>> begin Data entries

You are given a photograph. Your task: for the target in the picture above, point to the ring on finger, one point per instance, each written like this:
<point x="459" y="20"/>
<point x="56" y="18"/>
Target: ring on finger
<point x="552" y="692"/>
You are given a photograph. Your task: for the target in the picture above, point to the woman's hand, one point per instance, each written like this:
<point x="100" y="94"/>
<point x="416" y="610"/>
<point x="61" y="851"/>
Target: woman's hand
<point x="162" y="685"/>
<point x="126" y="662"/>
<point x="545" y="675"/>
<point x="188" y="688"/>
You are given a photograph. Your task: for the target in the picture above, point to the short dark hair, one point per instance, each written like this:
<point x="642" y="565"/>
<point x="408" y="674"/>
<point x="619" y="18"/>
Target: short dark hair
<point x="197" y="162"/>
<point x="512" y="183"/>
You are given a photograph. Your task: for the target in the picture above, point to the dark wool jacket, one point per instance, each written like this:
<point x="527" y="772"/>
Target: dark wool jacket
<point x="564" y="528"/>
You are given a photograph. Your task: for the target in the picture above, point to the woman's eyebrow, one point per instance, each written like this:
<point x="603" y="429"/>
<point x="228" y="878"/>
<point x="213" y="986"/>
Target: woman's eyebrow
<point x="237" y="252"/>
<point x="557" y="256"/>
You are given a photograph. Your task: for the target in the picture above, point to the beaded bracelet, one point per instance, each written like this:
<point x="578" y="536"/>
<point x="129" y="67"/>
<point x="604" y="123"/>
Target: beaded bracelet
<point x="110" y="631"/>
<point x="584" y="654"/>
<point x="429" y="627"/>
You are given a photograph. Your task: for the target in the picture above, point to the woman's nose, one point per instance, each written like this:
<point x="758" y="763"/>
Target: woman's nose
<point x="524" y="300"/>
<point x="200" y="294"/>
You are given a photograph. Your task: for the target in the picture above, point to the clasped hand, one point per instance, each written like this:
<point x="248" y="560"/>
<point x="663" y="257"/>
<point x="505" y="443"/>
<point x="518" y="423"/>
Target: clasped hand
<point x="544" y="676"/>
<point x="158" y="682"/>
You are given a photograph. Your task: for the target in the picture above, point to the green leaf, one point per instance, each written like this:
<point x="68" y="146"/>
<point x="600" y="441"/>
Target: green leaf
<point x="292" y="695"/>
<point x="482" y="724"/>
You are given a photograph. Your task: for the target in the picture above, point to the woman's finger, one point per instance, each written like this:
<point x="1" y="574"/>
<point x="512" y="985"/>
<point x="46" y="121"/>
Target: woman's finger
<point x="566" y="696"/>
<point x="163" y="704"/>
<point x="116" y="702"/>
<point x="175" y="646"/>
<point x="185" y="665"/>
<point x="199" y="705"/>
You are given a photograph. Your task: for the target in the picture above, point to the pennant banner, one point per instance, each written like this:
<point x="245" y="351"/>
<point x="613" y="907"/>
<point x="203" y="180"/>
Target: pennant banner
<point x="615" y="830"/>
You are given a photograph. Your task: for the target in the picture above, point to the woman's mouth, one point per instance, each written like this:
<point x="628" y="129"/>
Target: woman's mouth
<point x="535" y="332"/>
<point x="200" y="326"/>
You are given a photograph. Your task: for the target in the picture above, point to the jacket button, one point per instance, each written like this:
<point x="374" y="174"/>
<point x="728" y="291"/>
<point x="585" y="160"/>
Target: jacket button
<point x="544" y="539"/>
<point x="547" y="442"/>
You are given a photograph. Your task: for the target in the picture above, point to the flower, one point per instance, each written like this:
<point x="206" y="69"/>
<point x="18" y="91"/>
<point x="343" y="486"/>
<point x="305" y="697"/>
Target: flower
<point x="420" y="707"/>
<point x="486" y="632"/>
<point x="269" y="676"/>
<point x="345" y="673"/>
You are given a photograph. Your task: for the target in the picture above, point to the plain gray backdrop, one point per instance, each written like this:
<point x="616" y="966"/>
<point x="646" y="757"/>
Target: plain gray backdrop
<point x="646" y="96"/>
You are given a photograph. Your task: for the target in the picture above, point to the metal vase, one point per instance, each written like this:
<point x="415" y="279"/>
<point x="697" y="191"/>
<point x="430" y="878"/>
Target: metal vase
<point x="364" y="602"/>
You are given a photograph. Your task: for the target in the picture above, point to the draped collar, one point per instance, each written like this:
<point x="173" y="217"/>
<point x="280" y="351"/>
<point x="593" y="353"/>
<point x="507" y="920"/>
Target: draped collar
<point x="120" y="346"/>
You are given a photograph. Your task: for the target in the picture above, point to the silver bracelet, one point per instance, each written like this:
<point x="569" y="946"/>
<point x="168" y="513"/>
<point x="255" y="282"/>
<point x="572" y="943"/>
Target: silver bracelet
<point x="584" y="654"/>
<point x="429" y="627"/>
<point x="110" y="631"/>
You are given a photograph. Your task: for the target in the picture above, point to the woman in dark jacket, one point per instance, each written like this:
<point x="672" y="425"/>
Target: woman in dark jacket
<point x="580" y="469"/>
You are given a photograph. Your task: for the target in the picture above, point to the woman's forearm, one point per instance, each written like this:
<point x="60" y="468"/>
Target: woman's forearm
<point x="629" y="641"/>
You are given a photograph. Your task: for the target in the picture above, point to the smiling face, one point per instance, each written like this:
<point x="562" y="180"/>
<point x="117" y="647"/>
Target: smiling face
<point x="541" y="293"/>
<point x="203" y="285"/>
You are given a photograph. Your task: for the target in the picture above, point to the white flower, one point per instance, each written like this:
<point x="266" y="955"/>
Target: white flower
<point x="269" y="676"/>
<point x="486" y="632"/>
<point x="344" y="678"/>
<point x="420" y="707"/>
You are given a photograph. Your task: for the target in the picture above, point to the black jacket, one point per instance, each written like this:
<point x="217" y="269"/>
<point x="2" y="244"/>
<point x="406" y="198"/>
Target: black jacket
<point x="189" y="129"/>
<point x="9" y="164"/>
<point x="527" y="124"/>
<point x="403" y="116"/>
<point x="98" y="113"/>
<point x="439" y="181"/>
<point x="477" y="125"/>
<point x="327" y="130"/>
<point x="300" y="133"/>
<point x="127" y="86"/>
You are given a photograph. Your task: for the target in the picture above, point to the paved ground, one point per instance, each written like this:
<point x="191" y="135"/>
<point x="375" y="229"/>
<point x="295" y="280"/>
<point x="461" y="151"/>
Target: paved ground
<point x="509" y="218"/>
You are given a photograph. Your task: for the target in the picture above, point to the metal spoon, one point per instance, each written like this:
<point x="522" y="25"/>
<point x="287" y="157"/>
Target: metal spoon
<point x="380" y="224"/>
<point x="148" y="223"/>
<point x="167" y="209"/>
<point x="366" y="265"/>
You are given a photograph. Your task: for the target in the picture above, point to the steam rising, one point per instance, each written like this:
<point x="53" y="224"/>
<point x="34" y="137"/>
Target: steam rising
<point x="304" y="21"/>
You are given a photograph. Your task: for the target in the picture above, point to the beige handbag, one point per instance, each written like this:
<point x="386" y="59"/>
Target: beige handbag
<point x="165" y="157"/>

>> end Data entries

• [The request]: Copy out the stretch of records from the line containing "to the white" through the end of the records, requests included, and raise every coordinate in the answer points by 45. Leave the numbers in the requests and their format samples unchanged.

• [Solution]:
You are given a photograph. Your task: for the target in the picture above, point to the white flower, one point per instance, each written like this:
<point x="266" y="955"/>
Target: white flower
<point x="314" y="721"/>
<point x="531" y="677"/>
<point x="389" y="723"/>
<point x="465" y="752"/>
You are given a photograph. Your task: for the target in the picture above, point to the black jacket, one point per instance, each written like this:
<point x="217" y="269"/>
<point x="2" y="244"/>
<point x="406" y="198"/>
Target: black jacket
<point x="234" y="174"/>
<point x="54" y="209"/>
<point x="572" y="169"/>
<point x="448" y="161"/>
<point x="143" y="158"/>
<point x="484" y="226"/>
<point x="522" y="170"/>
<point x="372" y="175"/>
<point x="345" y="178"/>
<point x="172" y="131"/>
You are given a photograph. Your task: for the target in the picture above, point to the paved ground, one point per instance, each written like this:
<point x="191" y="135"/>
<point x="375" y="229"/>
<point x="295" y="280"/>
<point x="461" y="151"/>
Target: paved ground
<point x="554" y="263"/>
You are given a photograph. Your task: for the target in the picture above, point to the metal spoon, one point per instance, each written like this:
<point x="522" y="25"/>
<point x="287" y="157"/>
Target: metal spoon
<point x="425" y="269"/>
<point x="193" y="268"/>
<point x="212" y="254"/>
<point x="411" y="310"/>
You are given a photograph. Your task: for the target in the picture above, point to the steam rising, one point per instance, each written like this:
<point x="53" y="224"/>
<point x="34" y="137"/>
Target: steam rising
<point x="349" y="66"/>
You are given a photograph. Your task: for the target in the picture above, point to the beige handbag, one point per instance, each written like this:
<point x="386" y="59"/>
Target: beige handbag
<point x="210" y="202"/>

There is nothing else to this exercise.